* **EXERCISE DETAILS**
Repeat word for word the line with "tree trunk, each" and every line after it until the records below run out.
--- Begin ENTRIES SHOWN ---
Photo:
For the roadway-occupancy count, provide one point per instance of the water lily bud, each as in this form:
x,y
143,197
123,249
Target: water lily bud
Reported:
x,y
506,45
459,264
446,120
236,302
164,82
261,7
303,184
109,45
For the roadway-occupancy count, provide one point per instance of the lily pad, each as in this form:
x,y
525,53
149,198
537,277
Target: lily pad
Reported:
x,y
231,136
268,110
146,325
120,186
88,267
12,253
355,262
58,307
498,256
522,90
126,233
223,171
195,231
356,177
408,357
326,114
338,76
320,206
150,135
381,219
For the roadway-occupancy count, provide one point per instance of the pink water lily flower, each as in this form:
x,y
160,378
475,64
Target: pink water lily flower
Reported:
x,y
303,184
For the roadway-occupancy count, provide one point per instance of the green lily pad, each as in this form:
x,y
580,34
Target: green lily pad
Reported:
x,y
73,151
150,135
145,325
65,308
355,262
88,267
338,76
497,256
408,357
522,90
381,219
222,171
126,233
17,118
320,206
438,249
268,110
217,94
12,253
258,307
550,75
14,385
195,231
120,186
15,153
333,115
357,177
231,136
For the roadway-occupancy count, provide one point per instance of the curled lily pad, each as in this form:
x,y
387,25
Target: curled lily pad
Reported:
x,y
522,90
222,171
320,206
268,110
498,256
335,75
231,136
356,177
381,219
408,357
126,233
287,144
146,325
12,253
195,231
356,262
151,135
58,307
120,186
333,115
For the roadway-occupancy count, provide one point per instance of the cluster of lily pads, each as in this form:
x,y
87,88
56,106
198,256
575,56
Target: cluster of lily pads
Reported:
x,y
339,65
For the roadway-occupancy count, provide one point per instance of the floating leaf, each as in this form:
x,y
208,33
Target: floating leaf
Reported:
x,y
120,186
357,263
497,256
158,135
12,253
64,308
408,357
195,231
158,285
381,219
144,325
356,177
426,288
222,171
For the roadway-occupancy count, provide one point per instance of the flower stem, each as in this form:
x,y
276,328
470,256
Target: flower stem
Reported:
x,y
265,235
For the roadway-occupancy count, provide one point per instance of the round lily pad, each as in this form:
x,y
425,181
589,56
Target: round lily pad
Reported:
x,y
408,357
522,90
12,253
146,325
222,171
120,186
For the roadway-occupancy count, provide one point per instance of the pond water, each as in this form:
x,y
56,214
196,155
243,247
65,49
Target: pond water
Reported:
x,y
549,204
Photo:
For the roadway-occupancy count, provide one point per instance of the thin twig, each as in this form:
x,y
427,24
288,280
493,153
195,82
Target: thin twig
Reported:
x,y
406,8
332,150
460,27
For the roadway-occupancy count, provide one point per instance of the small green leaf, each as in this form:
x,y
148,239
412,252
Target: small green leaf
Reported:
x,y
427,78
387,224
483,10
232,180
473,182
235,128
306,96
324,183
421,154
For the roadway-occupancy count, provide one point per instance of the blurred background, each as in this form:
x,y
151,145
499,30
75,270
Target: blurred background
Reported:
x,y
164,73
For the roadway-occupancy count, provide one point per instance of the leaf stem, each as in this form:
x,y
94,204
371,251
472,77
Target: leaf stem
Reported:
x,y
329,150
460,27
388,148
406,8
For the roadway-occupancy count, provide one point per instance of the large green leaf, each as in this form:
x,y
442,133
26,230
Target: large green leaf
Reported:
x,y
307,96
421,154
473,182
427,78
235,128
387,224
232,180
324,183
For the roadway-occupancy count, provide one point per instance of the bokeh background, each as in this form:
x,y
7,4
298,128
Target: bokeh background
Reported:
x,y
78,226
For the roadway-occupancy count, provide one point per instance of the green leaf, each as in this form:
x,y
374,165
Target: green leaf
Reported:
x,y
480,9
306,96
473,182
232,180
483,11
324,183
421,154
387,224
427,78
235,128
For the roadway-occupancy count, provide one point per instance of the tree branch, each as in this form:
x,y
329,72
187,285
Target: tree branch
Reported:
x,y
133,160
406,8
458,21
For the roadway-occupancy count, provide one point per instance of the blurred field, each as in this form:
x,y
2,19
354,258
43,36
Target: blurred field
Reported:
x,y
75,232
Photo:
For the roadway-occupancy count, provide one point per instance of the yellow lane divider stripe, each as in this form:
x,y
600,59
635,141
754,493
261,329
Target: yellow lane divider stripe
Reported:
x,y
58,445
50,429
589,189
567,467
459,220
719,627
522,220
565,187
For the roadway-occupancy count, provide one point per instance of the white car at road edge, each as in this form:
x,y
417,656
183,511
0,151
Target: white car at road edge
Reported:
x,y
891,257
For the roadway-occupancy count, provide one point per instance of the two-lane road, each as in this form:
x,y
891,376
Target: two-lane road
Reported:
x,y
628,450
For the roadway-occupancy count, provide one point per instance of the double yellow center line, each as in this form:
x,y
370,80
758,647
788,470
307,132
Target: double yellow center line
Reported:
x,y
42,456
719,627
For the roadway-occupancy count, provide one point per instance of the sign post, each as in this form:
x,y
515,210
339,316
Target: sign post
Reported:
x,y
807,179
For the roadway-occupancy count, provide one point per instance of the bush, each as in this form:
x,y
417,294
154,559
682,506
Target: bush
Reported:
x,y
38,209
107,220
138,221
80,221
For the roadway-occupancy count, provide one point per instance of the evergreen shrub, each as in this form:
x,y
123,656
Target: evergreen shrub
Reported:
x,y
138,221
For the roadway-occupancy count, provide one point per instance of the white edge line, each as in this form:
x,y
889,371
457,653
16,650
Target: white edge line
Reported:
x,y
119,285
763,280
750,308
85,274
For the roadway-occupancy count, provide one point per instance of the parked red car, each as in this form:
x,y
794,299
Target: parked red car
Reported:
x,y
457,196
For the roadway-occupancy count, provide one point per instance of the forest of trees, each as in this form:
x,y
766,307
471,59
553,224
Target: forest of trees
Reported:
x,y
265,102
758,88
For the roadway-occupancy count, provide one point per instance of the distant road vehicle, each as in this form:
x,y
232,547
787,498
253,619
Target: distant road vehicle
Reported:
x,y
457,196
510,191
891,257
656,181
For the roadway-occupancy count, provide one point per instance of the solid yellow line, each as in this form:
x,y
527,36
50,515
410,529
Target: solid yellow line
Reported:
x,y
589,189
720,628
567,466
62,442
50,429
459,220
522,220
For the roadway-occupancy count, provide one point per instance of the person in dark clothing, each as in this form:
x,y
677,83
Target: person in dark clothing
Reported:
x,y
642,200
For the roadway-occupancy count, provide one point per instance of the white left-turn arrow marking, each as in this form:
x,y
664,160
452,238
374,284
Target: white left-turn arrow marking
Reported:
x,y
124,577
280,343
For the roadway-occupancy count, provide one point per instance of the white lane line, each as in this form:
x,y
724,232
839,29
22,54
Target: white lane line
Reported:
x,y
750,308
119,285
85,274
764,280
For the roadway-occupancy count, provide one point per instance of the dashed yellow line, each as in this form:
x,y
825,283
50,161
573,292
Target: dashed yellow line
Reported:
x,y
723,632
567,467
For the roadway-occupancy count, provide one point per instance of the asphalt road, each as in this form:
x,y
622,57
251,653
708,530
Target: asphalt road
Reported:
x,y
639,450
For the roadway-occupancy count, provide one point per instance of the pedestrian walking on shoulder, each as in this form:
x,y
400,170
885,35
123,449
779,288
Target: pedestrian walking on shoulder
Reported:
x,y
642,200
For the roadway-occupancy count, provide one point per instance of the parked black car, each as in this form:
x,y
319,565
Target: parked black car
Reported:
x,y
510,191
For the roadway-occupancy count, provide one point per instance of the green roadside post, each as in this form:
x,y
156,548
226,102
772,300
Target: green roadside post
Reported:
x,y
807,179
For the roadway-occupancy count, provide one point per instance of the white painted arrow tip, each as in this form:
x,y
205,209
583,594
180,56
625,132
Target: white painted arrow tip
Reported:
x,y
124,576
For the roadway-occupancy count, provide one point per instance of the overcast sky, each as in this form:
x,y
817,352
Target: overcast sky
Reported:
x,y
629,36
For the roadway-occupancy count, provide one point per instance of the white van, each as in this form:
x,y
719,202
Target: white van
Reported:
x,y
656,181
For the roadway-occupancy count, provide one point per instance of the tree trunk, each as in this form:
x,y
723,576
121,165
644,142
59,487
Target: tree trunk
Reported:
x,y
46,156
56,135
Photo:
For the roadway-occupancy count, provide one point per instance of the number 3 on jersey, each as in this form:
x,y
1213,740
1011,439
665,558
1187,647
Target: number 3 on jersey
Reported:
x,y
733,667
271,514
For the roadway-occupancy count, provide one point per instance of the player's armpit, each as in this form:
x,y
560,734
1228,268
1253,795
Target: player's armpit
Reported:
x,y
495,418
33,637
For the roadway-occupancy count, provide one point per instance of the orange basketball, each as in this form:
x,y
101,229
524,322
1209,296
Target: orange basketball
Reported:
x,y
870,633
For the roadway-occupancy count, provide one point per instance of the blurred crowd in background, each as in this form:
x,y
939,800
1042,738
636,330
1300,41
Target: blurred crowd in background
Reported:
--- End ENTRIES SHOWN ---
* **SOLUTION FOR THIS PROBLEM**
For the roadway-occupancy count, provide one point per instance of the tree trunk, each as in this form:
x,y
723,576
121,165
644,142
59,487
Target: tree trunk
Reported:
x,y
46,156
56,135
Photo:
For the roadway-occupancy count, provide one point per instance of the number 3 on jersey, each as in this form:
x,y
1213,740
1011,439
665,558
1187,647
Target: number 3 on jersey
Reported:
x,y
733,667
271,514
For the roadway-occupancy count, provide one point per instance of the player's armpit, each as in this form:
x,y
560,734
1228,268
1253,795
Target: player's armpit
Reported:
x,y
495,418
33,637
For the roadway-occupancy count, provide one point per instance of the orange basketball, each as in this form:
x,y
101,229
524,322
1209,296
Target: orange basketball
Reported:
x,y
870,633
For the roadway-occupancy count, provide one point per instance of the blurred crowd in background, each as in this form:
x,y
939,800
1042,738
636,330
1300,41
Target: blurred crowd in background
Reported:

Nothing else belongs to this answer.